Given records
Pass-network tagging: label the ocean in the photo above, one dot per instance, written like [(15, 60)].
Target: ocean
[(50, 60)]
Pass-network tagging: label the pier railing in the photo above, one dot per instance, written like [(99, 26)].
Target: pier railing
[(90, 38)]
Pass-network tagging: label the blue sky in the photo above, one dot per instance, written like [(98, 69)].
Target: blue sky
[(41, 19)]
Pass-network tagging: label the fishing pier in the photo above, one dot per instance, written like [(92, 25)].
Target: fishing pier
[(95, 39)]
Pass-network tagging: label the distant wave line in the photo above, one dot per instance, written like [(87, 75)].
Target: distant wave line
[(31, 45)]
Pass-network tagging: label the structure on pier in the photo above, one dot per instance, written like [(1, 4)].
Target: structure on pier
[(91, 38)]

Your goal
Please copy all of the data above line for line, without changing anything.

Finished exercise
Pass-network tagging: label the ocean in the photo above, one dot per instance, written like [(15, 60)].
Target: ocean
[(50, 60)]
Pass-network tagging: label the pier railing in the photo above, one dot per instance, written like [(99, 26)].
Target: pier railing
[(90, 38)]
Pass-network tagging: label the blue sky in the photo above, one dot per instance, written like [(98, 69)].
Target: blue sky
[(41, 19)]
Pass-network tagging: label the fishing pier in the photo above, one dot per instance, written like [(92, 25)].
Target: fishing pier
[(95, 39)]
Pass-network tagging: label the distant wave line in the photo above, one dot per instance, written like [(87, 75)].
Target: distant wave line
[(31, 45)]
Pass-network tagging: label the structure on pier in the photo above, one dot per instance, written like [(1, 4)].
Target: structure on pier
[(91, 38)]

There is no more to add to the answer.